TAREFA PROPOSTA: Por favor, dê continuidade ao texto sobre a exploração do trabalho e a luta contra o bolsonarismo, começando logo após a última frase apresentada.

Em contextos de agravamento das condições de vida e avanço do neoliberalismo, é comum o retorno de iniciativas que propõem a troca de alimentos, um lugar para dormir, ou algum outro benefício em troca de trabalho não-pago ou com baixa remuneração. Trabalhar por um prato de comida é uma prática recorrente diante o processo histórico de colonização e formação brasileiras, por isso é preocupante que projetos políticos referenciados nestas práticas se elejam. Diante à crise humanitária que vivenciamos, explorar a miséria alheia em prol de benefício próprio não deveria aparecer como uma possibilidade. 

Se entre os anos de 2003 e 2016 vivenciamos a garantia de alguns direitos sociais que melhoraram profundamente a realidade do povo brasileiro, ainda assim o golpe institucional de 2016 comprovou a insuficiência de políticas assistenciais sem que necessariamente estejam articuladas a um processo de organização popular e formação de consciência de classe, sobre as engrenagens do racismo e  patriarcado, sobre a importância de povo organizado em luta por seus direitos, pela construção de um projeto de país e disputa pelo poder, sobre a necessária condição de que corpos e territórios estejam vivos e pulsantes, produzindo arte, cultura, empreendimentos, fazendo a roda girar e as coisas acontecerem a partir das potencialidades de cada lugar, suas lideranças, seus grupos históricos, sua história e memória.

Diante do cenário desvantajoso em que nos encontramos – a classe trabalhadora – considerando o avanço do neofascismo no mundo e também no Brasil, o racismo estrutural, o desemprego, a diminuição da renda, o autoritarismo e aumento da violência policial, a aguda situação social que vivem as famílias hoje é ao mesmo tempo necessário e insuficiente “vencer as eleições” com candidatos progressistas. O cerco político que estamos atravessando pelo menos desde 2016, o cerceamento democrático e a forma como o rebaixamento das condições de vida têm rebatido nas formas coletivas de organização e luta demonstram que se houver eleição, se os candidatos em que apostamos forem eleitos, ainda assim teremos grandes desafios na sequencia democrática dos fatos assim como na certeza de que os mandatos serão cumpridos até o final. Derrotar Bolsonaro como um primeiro passo para derrotar o bolsonarismo.

MATERIAL EXTRAÍDO:
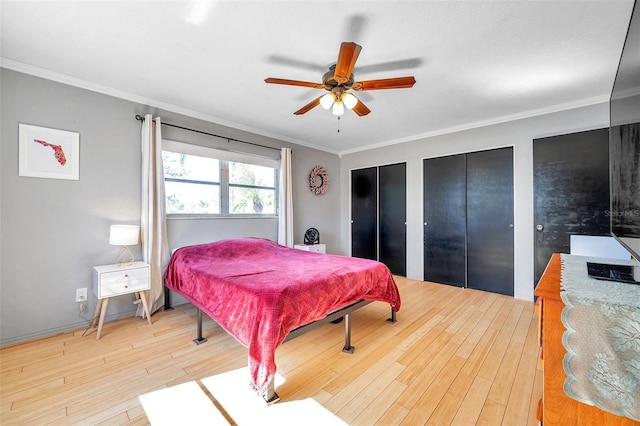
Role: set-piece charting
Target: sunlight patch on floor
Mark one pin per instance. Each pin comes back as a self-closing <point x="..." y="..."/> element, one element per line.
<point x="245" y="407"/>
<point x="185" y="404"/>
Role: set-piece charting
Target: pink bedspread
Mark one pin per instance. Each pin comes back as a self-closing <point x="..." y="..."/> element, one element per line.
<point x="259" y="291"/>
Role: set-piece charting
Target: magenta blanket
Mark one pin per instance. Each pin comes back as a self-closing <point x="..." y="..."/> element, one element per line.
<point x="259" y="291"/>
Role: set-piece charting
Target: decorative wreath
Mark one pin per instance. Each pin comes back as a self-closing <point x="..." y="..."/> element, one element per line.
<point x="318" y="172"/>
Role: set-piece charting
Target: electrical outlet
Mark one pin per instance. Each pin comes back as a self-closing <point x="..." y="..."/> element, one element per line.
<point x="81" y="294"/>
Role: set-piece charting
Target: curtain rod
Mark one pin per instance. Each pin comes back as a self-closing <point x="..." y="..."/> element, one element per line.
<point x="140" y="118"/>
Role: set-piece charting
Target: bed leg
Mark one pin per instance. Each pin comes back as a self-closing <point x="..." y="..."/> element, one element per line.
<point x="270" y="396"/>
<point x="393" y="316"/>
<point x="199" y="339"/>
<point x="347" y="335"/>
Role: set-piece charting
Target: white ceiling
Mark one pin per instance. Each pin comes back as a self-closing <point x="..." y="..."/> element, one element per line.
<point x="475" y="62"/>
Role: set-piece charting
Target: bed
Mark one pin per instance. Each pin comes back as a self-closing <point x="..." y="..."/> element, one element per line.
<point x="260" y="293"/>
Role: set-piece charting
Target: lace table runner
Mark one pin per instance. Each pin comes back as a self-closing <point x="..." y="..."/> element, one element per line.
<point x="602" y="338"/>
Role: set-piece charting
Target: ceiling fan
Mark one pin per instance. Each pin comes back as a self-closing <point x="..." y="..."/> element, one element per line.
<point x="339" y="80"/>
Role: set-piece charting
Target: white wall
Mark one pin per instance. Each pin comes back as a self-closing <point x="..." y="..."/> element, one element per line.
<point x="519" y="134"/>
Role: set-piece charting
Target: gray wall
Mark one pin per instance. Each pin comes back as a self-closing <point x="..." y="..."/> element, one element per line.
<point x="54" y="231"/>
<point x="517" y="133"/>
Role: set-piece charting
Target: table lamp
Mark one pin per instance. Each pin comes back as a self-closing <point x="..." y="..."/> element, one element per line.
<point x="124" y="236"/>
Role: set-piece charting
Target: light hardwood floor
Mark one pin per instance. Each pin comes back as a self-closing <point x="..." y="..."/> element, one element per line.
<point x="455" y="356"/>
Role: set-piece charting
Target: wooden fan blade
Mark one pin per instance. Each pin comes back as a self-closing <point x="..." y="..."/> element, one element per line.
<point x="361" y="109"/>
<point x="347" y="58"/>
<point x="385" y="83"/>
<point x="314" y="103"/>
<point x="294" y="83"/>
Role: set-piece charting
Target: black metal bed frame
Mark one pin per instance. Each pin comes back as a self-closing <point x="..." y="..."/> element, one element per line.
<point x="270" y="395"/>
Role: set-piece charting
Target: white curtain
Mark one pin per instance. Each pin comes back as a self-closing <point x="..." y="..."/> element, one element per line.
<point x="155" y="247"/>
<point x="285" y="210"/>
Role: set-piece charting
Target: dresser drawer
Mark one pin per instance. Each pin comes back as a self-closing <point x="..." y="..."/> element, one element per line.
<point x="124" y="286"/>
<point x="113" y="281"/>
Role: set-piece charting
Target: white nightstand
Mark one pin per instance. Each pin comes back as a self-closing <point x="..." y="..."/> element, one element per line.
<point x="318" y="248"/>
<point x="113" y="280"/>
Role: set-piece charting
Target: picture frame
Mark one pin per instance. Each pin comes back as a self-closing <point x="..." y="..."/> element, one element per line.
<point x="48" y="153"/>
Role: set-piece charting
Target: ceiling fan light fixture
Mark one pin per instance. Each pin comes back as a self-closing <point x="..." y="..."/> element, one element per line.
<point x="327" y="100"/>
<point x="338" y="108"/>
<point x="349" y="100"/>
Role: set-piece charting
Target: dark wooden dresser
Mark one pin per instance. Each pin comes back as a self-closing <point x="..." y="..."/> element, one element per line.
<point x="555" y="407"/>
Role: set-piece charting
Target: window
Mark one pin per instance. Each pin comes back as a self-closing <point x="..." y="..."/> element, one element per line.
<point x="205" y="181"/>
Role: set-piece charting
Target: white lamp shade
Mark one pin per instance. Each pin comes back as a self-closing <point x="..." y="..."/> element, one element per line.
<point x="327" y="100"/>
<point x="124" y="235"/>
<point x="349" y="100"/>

RESPOSTA DO EXERCÍCIO:
A política da fome tem sido moeda de troca nestas terras há longas datas. Falta comida. Se dá comida. Se tira comida. Compra de votos como tentativa de se comprar consciência. Ao longo das décadas esta barganha em torno da fome, ou melhor dos que convivem diariamente com ela. Um exército a ser “ajudado” e manipulado em prol dos interesses de quem estende a mão. E, em geral são mãos brancas que se regozijam ao aparecerem neste lugar da filantropia, aplaudidas por setores médios.

Marielle Franco, em um texto chamado “A emergência da vida para superar o anestesiamento social frente à retirada de direitos: o momento pós-golpe pelo olhar de uma feminista, negra e favelada” elabora de forma irretocável a ideia da existência e necessidade das mulheres negras, moradoras das periferias e favelas, como ativas nos cenários políticos, culturais e artísticos. Assim, mesmo que de forma imediata estas personagens sociais estejam relacionadas as suas vidas nos territórios, no que se refere às condições objetivas e subjetivas, o seu avanço ganha amplitude em toda a cidade, em toda a sociedade. Repito as palavras da vereadora eleita com mais de 46 mil votos, em que ela afirmava que as ações da esquerda no contexto brasileiro devem necessariamente reverberar a potência e construção das narrativas que estimulem a emancipação das mulheres negras moradoras das favelas e periferias, como marcas de conquistas e pigmentações de ações transformadoras, inventivas e potencialmente revolucionárias.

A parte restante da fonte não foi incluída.